(Point annotation dataset records)
= = = =

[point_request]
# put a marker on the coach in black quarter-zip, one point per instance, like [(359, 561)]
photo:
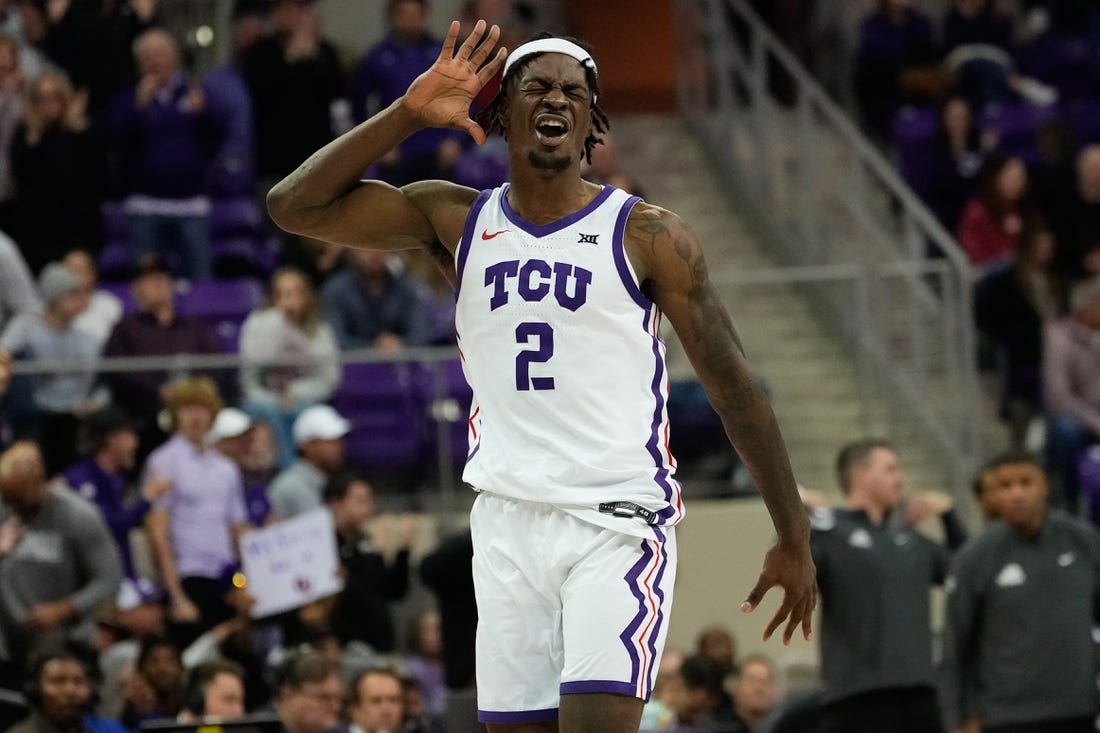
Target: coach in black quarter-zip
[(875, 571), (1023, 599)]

= = = =

- [Exercise prompt]: Copy every line of the entries above word for word, but leave out the pictures.

- [Solved exercise]:
[point_request]
# put a marker on the coach in black quarter-zip, one point per instance, like [(359, 561)]
photo:
Target: coach in black quarter-zip
[(875, 571), (1023, 599)]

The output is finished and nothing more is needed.